--- BEGIN GIVEN INFORMATION ---

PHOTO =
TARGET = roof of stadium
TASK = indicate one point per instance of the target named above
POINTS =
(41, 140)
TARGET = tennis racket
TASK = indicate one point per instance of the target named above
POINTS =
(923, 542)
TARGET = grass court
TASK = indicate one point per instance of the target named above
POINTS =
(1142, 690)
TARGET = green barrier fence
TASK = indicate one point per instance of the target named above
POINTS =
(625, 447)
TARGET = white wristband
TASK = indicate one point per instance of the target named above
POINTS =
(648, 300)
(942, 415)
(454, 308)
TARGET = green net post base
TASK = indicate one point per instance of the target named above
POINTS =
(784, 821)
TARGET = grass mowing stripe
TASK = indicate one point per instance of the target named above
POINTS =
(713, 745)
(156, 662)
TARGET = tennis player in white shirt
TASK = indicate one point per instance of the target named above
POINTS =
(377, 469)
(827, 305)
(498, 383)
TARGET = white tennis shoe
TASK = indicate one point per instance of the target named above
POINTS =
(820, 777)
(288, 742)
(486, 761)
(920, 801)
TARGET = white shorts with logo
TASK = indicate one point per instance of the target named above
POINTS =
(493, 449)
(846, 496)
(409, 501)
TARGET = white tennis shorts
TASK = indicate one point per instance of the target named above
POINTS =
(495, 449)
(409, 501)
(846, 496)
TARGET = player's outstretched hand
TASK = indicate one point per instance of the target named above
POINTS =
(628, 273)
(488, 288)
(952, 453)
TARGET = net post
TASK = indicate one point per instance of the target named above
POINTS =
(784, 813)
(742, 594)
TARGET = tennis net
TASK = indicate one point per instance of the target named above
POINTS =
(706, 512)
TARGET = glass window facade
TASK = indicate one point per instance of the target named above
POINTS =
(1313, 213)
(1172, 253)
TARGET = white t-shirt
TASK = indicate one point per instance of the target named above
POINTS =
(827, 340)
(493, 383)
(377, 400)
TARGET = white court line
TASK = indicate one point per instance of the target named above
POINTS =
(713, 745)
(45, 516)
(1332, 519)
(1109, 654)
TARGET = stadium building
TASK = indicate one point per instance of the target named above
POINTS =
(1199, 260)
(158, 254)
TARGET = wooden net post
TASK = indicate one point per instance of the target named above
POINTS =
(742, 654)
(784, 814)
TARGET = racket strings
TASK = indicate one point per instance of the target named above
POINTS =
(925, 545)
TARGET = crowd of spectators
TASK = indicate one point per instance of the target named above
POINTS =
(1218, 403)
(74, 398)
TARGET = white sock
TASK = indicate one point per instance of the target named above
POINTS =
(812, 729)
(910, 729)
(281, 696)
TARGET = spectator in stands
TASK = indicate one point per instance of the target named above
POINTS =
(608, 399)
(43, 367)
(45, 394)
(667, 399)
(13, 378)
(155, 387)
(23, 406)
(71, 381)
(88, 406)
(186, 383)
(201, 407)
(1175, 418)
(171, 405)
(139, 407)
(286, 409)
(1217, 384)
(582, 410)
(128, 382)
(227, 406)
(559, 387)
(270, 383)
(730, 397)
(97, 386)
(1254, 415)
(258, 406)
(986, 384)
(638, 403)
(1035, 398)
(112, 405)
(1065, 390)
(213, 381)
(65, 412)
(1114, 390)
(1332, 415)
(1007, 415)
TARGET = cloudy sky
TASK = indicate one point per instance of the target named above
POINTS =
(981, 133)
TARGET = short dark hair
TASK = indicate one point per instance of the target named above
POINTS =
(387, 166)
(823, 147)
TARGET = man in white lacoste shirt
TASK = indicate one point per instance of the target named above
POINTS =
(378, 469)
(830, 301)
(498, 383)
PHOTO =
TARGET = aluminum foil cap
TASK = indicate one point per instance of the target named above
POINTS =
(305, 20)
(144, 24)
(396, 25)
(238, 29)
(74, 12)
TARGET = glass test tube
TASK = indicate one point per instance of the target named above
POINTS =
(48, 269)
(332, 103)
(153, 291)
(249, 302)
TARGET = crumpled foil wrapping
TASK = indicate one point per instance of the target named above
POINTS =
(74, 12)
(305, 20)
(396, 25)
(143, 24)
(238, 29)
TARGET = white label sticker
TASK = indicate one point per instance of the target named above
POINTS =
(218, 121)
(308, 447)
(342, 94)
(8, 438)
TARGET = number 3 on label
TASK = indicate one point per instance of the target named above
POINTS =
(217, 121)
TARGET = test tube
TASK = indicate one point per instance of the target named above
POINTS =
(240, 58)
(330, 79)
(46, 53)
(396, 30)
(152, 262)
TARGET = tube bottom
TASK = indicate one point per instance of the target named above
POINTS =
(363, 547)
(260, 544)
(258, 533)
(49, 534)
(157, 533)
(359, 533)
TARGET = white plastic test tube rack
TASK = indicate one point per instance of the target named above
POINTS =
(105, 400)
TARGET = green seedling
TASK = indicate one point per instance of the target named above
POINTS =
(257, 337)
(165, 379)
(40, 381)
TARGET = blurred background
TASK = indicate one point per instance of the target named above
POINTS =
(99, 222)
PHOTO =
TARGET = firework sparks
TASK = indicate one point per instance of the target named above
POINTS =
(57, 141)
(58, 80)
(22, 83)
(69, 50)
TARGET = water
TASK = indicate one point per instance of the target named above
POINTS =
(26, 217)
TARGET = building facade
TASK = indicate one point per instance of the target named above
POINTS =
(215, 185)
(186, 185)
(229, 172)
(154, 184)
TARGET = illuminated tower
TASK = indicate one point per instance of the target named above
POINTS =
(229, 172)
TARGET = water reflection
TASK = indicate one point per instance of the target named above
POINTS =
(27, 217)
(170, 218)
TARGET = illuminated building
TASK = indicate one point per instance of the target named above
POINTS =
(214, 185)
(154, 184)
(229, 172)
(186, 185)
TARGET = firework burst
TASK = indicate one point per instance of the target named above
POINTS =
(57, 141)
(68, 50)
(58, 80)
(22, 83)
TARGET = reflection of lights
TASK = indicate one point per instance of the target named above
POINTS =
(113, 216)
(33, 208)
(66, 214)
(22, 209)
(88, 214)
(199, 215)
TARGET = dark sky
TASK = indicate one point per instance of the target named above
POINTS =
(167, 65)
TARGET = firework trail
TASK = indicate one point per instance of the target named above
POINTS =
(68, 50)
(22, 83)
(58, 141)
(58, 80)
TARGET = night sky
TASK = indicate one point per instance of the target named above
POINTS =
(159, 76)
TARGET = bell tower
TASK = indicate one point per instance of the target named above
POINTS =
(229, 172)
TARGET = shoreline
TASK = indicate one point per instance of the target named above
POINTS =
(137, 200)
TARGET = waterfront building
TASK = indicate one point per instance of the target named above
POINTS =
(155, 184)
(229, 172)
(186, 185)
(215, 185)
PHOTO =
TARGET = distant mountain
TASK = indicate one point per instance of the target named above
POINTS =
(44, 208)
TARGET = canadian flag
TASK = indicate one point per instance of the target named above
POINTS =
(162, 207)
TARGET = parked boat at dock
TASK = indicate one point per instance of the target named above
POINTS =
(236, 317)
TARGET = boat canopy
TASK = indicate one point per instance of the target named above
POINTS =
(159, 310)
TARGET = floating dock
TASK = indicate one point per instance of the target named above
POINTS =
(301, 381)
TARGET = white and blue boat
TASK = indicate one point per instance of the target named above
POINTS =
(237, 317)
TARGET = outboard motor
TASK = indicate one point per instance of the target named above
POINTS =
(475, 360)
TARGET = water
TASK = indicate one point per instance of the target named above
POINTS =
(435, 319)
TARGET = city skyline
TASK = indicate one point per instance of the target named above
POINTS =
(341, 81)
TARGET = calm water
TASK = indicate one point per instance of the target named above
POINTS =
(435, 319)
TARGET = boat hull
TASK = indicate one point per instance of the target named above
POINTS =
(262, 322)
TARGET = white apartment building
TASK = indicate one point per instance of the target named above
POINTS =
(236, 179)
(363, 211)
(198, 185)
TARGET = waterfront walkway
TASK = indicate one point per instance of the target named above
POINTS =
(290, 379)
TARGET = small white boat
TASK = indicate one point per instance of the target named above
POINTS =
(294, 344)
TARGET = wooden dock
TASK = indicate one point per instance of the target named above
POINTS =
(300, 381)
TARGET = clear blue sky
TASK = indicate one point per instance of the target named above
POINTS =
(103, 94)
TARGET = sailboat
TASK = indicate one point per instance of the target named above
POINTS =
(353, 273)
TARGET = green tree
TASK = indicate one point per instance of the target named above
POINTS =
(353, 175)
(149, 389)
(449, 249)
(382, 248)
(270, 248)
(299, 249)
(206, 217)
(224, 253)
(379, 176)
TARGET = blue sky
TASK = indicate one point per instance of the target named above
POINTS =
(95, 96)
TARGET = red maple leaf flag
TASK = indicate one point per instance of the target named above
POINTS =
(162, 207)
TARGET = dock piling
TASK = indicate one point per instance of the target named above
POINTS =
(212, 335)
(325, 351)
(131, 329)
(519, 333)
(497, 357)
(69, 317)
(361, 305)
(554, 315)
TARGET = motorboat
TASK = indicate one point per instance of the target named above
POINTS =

--- END GIVEN INFORMATION ---

- _GIVEN REQUEST_: Edit the lines from the one containing "TARGET = net post" through the one containing "(1109, 654)", inclusive, changing "tennis net" to "court net" and leaving everything else unchanged. Return only those lines.

- _COMPLETE ANSWER_:
TARGET = net post
TASK = indicate one point per instance of the target named above
POINTS =
(784, 813)
(742, 594)
TARGET = court net
TASK = indicate one point per instance of the target named above
POINTS =
(706, 512)
TARGET = glass window facade
TASK = indicate one point per instance of the target named above
POINTS =
(1313, 213)
(1172, 253)
TARGET = white t-shirt
TASK = indicate one point per instance of the target named above
POINTS =
(827, 340)
(493, 383)
(377, 400)
TARGET = white court line
TASK = indicate one point per instance of the target named above
POINTS =
(713, 745)
(45, 516)
(1332, 519)
(1109, 654)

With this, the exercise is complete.